Одиночества русского звуки

11 февраля 2017, 12:45
Продолжаем нашу новую субботнюю рубрику - "Поэт о поэтах". Сегодня Сергей Алиханов представляет Илью Фаликова и Марину Кудимову, которые, как настоящие стихо-Творцы имеют полное право "вершить судьбу языка".

Илья Фаликов

В 80-е годы в ЦДЛе дым стоял коромыслом. - Шавкута пробил губу Шкляревскому! - Как пробил?! - Ответкой. - А зубы? - Зубы целы, но верхняя губа - насквозь (шрам остался). - А ты почему не остановил его? Ты же там рядом проходил. - Я не видел. На Секретариате решили одного поэта не пускать в Верхний буфет, другого - в Нижний…

А Илья Фаликов все эти десятилетия, молча, проходил мимо ЦДЛовской баталии-делёжки.

Глаза смотрят в пол, длинные черные волосы с ранней проседью, худой, незаметный.

За тридцать лет хождения мы друг другу двух слов не сказали.

А сейчас вдруг всплыли в памяти стихи, и я всё пытался вспомнить, а кто же написал-то “Музыку ребер”?

Слава Богу, в поисковике по строчке тут же автор определился - да Илья Фаликов - вот кто! Это его стихи!

Может, так и должно быть по-настоящему: стихи помнишь, а поэта, автора - вспоминаешь.

А не наоборот.

МУЗЫКА РЕБЕР

Что ни ровесник - черты подворотни, детдома, гладких немного, а сытых по пальцам сочтешь.

На карфагенских камнях отпылала Дидона, пламя ее подпалило астральный чертеж.
++++
» **Задания**
1 > Ответьте на вопросы по статье:
(а) Как называется субботняя рубрика, которую продолжает издание?
(б) Каких двух поэтов представляет Сергей Алиханов?
(в) Сколько лет автор и Илья Фаликов не сказали друг другу двух слов?
2 > Приведите в виде нумерованного списка строки записей, начиная с самой первой строки записей и заканчивая строкой, которая содержит "[[[120,26],[120,16],[113,18],[112,22]]]". Пустые строки пропустите.
Статья и записи никак не связаны друг с другом.
++++
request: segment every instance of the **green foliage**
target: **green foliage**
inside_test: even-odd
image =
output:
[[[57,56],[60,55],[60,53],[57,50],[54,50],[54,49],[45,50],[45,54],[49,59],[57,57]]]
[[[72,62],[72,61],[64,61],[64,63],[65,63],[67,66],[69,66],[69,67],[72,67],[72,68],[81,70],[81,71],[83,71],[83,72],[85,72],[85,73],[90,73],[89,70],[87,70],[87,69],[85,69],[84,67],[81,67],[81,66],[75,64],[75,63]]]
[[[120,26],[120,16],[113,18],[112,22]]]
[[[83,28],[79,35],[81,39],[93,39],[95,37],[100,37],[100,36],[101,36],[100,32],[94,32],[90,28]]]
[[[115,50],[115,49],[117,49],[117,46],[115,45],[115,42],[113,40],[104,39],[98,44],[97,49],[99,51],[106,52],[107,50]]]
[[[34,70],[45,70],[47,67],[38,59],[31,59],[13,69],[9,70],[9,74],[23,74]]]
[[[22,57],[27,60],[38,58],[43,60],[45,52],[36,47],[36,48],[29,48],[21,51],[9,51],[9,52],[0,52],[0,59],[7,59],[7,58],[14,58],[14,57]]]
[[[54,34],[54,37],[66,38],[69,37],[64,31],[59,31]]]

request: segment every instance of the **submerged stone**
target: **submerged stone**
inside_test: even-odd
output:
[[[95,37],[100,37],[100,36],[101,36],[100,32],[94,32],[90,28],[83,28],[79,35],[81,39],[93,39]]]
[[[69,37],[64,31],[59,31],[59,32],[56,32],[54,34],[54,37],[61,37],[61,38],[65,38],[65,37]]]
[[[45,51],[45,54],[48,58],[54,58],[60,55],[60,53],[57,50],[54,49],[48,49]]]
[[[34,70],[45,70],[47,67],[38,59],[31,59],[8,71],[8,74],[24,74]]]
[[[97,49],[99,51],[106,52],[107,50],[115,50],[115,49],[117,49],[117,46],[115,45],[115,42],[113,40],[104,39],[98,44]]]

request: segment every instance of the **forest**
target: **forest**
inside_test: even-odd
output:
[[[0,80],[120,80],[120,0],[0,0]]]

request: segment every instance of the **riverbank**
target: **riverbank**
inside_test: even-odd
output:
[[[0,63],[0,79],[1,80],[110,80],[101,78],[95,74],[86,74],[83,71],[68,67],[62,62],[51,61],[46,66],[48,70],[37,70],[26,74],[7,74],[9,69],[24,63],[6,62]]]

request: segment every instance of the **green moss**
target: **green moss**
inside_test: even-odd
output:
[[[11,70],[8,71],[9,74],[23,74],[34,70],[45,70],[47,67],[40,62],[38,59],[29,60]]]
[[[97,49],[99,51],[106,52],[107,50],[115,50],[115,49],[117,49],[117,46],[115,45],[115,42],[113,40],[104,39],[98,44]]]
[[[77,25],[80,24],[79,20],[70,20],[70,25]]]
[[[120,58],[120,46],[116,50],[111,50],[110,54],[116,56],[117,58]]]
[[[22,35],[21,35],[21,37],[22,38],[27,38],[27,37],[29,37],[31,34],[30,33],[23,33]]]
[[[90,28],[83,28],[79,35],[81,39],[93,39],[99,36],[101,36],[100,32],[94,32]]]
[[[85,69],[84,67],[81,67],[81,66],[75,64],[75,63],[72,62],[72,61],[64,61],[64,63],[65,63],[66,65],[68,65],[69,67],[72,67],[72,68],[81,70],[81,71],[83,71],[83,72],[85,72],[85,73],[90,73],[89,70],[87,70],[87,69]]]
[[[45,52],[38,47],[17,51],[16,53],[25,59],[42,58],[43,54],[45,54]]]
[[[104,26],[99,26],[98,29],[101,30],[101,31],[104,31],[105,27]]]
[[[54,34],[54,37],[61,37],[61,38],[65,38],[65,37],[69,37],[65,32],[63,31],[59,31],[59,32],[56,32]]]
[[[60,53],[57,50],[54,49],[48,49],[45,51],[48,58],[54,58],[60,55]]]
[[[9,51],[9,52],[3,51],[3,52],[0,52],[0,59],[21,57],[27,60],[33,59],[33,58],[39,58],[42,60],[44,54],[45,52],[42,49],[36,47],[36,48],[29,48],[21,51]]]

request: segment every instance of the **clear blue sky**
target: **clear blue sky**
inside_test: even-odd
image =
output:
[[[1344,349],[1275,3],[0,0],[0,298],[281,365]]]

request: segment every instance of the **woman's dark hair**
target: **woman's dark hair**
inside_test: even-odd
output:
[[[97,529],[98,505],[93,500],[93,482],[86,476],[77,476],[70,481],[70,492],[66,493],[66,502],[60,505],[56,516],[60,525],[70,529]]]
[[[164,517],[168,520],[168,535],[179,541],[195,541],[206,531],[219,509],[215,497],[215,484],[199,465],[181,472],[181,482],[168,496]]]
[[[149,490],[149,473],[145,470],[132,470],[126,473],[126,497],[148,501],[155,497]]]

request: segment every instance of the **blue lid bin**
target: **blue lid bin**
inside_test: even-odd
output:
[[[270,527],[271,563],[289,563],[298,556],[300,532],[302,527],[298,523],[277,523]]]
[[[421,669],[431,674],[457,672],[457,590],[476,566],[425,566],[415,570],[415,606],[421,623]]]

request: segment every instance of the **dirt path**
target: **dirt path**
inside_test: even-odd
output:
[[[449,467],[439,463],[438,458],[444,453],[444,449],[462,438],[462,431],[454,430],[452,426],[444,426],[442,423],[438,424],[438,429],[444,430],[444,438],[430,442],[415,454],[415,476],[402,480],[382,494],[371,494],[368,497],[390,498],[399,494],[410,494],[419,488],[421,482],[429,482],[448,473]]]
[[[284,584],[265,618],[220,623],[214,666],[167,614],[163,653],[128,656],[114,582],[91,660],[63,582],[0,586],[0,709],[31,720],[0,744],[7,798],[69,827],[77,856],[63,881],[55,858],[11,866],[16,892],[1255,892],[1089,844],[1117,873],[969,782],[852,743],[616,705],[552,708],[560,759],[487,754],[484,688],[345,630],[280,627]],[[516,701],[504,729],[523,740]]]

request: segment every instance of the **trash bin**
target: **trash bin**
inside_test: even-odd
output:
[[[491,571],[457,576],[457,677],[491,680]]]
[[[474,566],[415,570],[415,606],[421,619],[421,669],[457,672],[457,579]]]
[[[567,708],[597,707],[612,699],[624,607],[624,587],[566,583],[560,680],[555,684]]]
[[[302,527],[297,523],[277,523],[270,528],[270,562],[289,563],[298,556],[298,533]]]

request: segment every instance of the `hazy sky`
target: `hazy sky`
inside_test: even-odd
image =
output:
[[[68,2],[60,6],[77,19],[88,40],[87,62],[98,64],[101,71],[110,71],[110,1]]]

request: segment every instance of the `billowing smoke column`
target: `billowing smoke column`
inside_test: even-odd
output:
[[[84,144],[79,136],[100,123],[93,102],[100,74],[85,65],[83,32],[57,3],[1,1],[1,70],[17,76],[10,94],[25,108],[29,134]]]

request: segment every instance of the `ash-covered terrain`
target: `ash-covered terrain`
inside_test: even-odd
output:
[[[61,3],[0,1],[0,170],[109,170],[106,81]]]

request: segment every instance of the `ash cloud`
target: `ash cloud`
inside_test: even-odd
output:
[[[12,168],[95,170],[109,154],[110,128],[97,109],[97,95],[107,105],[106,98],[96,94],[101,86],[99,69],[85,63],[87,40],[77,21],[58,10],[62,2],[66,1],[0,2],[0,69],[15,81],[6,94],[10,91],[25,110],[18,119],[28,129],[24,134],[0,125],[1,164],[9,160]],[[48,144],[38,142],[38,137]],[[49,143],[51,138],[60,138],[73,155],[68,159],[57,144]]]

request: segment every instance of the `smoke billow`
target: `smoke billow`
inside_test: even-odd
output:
++++
» **Полные ответы**
1 >
(а) «Поэт о поэтах».
(б) Илью Фаликова и Марину Кудимову.
(в) Тридцать лет.

2 >
1. request: segment every instance of the **green foliage**
2. target: **green foliage**
3. inside_test: even-odd
4. image =
5. output:
6. [[[57,56],[60,55],[60,53],[57,50],[54,50],[54,49],[45,50],[45,54],[49,59],[57,57]]]
7. [[[72,62],[72,61],[64,61],[64,63],[65,63],[67,66],[69,66],[69,67],[72,67],[72,68],[81,70],[81,71],[83,71],[83,72],[85,72],[85,73],[90,73],[89,70],[87,70],[87,69],[85,69],[84,67],[81,67],[81,66],[75,64],[75,63]]]
8. [[[120,26],[120,16],[113,18],[112,22]]]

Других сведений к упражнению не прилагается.